§ Exercise instructions: This exercise calls for every record to be set down again, exactly and in full.

(Stored entries)
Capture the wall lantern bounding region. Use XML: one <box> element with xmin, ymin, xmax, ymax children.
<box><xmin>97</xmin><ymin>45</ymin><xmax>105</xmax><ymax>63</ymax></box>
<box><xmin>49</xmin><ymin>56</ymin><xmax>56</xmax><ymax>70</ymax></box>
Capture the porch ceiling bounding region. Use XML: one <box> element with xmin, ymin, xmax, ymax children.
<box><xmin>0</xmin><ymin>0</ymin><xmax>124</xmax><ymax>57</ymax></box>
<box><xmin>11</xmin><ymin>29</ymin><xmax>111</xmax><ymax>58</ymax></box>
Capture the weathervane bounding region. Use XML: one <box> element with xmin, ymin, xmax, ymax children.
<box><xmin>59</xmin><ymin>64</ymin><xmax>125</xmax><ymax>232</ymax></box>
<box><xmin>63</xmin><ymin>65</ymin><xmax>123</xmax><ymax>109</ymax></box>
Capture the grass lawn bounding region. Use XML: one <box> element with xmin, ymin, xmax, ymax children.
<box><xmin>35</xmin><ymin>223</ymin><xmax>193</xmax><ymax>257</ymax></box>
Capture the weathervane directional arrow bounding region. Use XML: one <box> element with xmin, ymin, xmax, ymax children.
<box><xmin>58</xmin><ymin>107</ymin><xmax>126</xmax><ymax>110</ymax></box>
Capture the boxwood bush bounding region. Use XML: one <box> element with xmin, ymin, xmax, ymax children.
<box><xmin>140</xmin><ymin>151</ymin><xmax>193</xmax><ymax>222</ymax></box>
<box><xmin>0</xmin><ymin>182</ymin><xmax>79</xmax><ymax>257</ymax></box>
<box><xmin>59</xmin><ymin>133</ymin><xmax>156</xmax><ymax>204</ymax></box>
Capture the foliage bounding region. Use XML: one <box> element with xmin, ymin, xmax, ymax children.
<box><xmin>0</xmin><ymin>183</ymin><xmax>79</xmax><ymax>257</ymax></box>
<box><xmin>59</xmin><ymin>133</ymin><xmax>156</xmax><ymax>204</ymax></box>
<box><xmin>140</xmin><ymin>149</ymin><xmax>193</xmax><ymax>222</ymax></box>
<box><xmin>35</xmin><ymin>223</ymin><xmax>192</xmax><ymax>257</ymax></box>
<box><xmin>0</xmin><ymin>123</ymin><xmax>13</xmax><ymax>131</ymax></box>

§ Response to the task:
Capture the wall lantern bounding region. Use XML: one <box> element with xmin, ymin, xmax, ymax children.
<box><xmin>97</xmin><ymin>45</ymin><xmax>105</xmax><ymax>63</ymax></box>
<box><xmin>49</xmin><ymin>56</ymin><xmax>56</xmax><ymax>70</ymax></box>
Capture the porch ceiling bounding region. Use XML: one <box> element with xmin, ymin, xmax, ymax children.
<box><xmin>0</xmin><ymin>0</ymin><xmax>124</xmax><ymax>57</ymax></box>
<box><xmin>11</xmin><ymin>29</ymin><xmax>111</xmax><ymax>58</ymax></box>
Capture the weathervane bounding region. Use XML: one <box> element with xmin, ymin, xmax, ymax children.
<box><xmin>59</xmin><ymin>64</ymin><xmax>125</xmax><ymax>232</ymax></box>
<box><xmin>63</xmin><ymin>65</ymin><xmax>123</xmax><ymax>109</ymax></box>
Capture the grass lawn bounding region. Use XML: one <box> element with xmin, ymin, xmax, ymax children.
<box><xmin>35</xmin><ymin>223</ymin><xmax>193</xmax><ymax>257</ymax></box>
Capture the weathervane directional arrow bounding region. Use XML: one <box> element with xmin, ymin, xmax, ymax children.
<box><xmin>58</xmin><ymin>107</ymin><xmax>126</xmax><ymax>110</ymax></box>
Capture the boxwood bush bounding region. Use XML: one <box> element with xmin, ymin, xmax, ymax children.
<box><xmin>140</xmin><ymin>151</ymin><xmax>193</xmax><ymax>222</ymax></box>
<box><xmin>0</xmin><ymin>182</ymin><xmax>79</xmax><ymax>257</ymax></box>
<box><xmin>59</xmin><ymin>133</ymin><xmax>156</xmax><ymax>204</ymax></box>
Capture the foliage bounding region. Use XML: one <box> element with xmin, ymin, xmax, ymax children.
<box><xmin>0</xmin><ymin>183</ymin><xmax>79</xmax><ymax>257</ymax></box>
<box><xmin>59</xmin><ymin>133</ymin><xmax>156</xmax><ymax>204</ymax></box>
<box><xmin>140</xmin><ymin>149</ymin><xmax>193</xmax><ymax>222</ymax></box>
<box><xmin>35</xmin><ymin>223</ymin><xmax>192</xmax><ymax>257</ymax></box>
<box><xmin>0</xmin><ymin>123</ymin><xmax>13</xmax><ymax>131</ymax></box>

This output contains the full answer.